(EXERCISE DESCRIPTION): Look at each line below and tally those holding "sand"; answer with that figure and nothing else.
#####
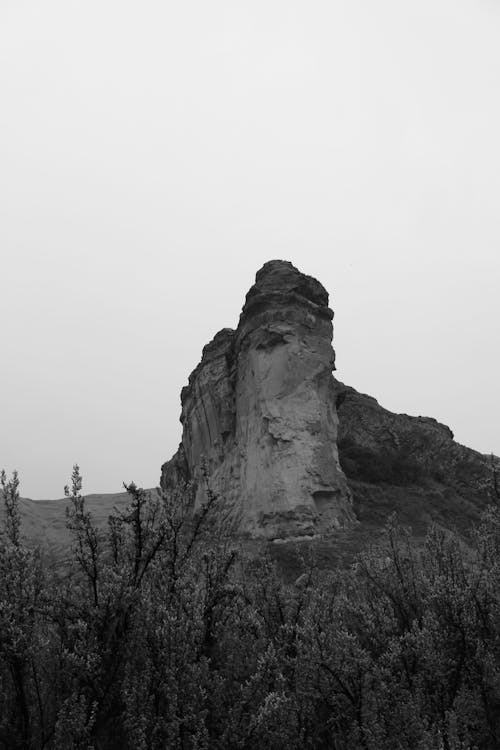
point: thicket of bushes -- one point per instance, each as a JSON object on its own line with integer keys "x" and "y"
{"x": 160, "y": 634}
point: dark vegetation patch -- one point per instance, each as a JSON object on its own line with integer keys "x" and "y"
{"x": 161, "y": 632}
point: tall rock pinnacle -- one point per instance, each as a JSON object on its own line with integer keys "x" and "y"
{"x": 259, "y": 413}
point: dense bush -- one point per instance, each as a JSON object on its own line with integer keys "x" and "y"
{"x": 161, "y": 635}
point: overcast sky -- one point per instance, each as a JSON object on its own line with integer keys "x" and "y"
{"x": 154, "y": 154}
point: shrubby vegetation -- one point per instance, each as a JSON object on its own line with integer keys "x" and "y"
{"x": 160, "y": 634}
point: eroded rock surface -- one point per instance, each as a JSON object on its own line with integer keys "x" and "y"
{"x": 259, "y": 415}
{"x": 265, "y": 421}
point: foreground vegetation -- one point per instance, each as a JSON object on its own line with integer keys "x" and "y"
{"x": 159, "y": 634}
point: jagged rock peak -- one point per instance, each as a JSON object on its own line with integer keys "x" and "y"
{"x": 281, "y": 277}
{"x": 259, "y": 413}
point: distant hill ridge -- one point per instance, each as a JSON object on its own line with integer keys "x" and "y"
{"x": 294, "y": 453}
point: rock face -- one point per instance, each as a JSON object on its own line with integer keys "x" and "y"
{"x": 259, "y": 417}
{"x": 296, "y": 454}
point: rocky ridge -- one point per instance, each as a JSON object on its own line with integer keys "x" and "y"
{"x": 296, "y": 454}
{"x": 259, "y": 418}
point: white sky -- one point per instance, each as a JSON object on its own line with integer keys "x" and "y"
{"x": 154, "y": 154}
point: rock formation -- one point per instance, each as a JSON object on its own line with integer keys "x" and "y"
{"x": 296, "y": 454}
{"x": 259, "y": 415}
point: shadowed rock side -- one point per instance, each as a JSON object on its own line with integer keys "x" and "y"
{"x": 390, "y": 458}
{"x": 259, "y": 418}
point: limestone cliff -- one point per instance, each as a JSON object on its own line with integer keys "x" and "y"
{"x": 259, "y": 415}
{"x": 295, "y": 453}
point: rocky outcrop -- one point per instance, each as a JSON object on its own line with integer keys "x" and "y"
{"x": 259, "y": 418}
{"x": 295, "y": 453}
{"x": 379, "y": 447}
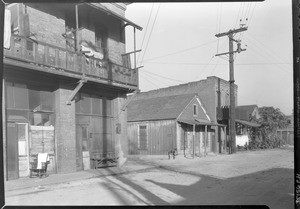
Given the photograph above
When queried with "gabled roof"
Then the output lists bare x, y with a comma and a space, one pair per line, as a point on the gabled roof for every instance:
159, 108
243, 112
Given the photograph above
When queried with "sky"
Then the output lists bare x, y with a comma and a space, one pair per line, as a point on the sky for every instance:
179, 46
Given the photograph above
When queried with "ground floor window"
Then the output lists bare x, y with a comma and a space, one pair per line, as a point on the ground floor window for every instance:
143, 137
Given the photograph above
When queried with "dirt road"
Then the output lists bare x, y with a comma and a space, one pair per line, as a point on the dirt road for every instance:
246, 178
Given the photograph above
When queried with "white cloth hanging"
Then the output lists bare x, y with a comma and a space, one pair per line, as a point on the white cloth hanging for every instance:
7, 29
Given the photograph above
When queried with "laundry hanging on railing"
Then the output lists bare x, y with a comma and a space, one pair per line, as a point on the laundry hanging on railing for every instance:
87, 51
7, 29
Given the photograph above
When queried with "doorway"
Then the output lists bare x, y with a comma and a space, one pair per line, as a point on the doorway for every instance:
17, 150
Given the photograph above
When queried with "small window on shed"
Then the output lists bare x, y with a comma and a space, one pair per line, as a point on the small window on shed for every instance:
143, 138
195, 109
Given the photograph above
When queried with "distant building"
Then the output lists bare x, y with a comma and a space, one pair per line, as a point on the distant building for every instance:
160, 124
287, 134
213, 92
243, 116
66, 76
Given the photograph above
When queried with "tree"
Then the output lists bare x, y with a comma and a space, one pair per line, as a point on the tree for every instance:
265, 136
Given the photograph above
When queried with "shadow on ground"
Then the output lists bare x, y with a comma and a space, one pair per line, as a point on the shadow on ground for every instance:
273, 187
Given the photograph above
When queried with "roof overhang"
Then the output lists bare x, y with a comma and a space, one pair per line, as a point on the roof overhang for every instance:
199, 122
109, 12
247, 123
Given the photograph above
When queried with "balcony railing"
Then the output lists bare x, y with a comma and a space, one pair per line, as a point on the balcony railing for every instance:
48, 56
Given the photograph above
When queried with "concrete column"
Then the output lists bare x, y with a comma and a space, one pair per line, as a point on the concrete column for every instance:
4, 127
120, 130
65, 132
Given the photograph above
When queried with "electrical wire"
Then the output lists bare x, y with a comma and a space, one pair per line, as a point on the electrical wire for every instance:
259, 51
250, 19
149, 81
271, 52
238, 16
155, 78
181, 51
163, 76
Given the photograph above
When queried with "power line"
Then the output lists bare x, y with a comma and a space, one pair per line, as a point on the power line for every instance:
146, 29
150, 33
149, 81
250, 19
181, 51
238, 16
153, 78
259, 51
271, 52
164, 77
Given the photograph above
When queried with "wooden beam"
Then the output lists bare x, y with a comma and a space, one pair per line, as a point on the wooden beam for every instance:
78, 87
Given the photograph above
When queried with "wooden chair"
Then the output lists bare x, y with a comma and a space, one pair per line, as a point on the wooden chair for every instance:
39, 167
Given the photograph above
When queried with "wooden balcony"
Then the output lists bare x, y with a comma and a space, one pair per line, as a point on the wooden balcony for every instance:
41, 56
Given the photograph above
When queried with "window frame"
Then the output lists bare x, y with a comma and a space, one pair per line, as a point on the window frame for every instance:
195, 110
139, 137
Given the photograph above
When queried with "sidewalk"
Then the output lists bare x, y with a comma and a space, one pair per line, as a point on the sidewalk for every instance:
26, 182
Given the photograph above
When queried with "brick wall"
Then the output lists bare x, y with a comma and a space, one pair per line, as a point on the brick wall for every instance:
48, 27
65, 132
120, 122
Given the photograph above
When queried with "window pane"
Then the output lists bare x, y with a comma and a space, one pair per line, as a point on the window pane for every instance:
42, 119
9, 95
21, 96
96, 106
106, 107
143, 137
17, 115
47, 100
85, 105
34, 100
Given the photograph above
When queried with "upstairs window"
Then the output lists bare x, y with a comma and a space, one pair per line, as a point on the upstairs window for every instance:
195, 110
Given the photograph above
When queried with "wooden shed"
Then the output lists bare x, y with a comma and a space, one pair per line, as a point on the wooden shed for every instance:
158, 125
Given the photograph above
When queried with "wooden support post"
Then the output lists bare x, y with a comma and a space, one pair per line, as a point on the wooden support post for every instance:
225, 140
205, 138
77, 26
193, 140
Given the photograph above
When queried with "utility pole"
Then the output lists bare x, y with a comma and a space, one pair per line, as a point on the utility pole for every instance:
230, 34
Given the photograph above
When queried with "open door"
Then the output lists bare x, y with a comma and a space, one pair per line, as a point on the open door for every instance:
23, 152
12, 151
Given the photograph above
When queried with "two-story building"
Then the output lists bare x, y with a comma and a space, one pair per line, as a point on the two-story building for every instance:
65, 80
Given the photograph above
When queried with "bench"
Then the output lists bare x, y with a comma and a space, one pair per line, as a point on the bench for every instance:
104, 160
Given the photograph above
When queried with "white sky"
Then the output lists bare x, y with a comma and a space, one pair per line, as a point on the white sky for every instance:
180, 44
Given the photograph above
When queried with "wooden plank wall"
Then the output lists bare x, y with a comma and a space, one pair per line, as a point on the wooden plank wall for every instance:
161, 137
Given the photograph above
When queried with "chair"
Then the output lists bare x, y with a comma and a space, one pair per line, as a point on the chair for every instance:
39, 167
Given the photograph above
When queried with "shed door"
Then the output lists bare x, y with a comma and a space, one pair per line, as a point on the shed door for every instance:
12, 152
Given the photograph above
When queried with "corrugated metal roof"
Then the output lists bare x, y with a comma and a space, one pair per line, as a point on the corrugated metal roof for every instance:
243, 112
247, 123
200, 122
160, 108
109, 12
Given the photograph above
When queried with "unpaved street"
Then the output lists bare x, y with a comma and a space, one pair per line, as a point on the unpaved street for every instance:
255, 178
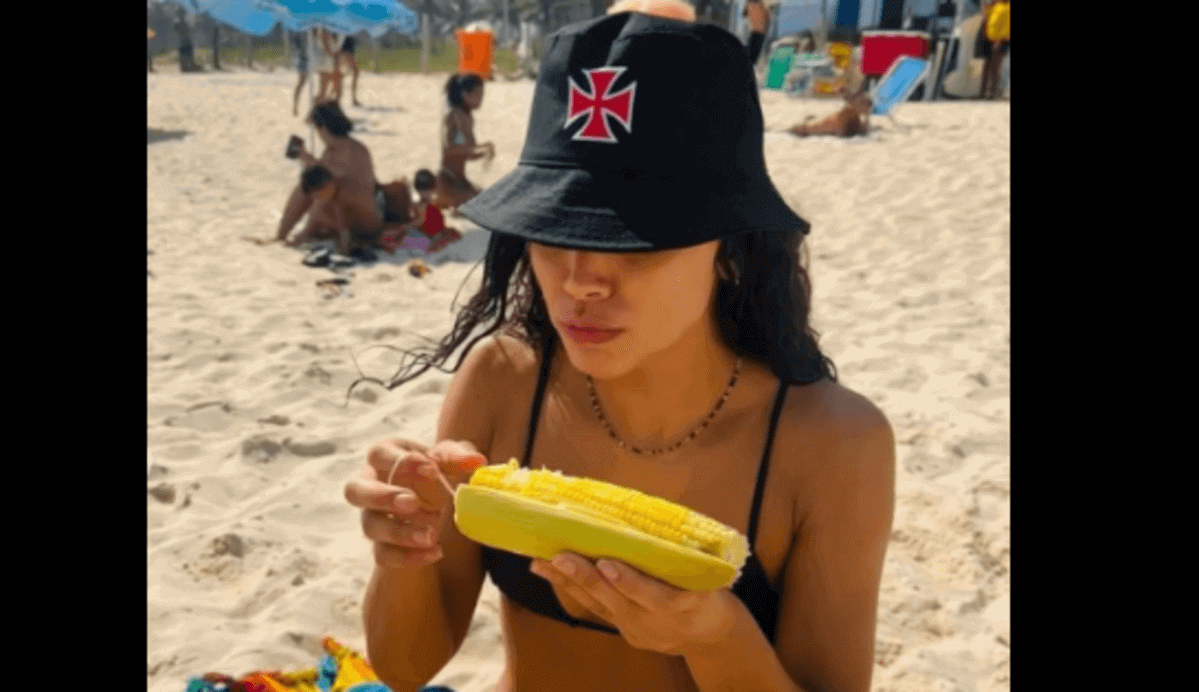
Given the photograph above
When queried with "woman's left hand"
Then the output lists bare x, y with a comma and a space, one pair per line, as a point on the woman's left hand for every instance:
649, 613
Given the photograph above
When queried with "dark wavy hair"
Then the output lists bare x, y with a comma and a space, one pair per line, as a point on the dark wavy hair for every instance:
330, 116
458, 85
314, 178
764, 316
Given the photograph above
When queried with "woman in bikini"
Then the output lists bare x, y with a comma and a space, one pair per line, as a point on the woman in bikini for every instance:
464, 94
851, 120
648, 313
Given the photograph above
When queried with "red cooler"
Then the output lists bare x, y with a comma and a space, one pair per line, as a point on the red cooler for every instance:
880, 49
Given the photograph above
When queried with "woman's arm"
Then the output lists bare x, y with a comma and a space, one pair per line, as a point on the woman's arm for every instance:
829, 599
416, 619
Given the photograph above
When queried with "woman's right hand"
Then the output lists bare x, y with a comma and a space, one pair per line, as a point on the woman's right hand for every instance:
405, 517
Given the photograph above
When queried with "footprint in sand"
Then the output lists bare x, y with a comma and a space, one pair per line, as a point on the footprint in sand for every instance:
#####
(RESPONSE TO THIS TASK): 2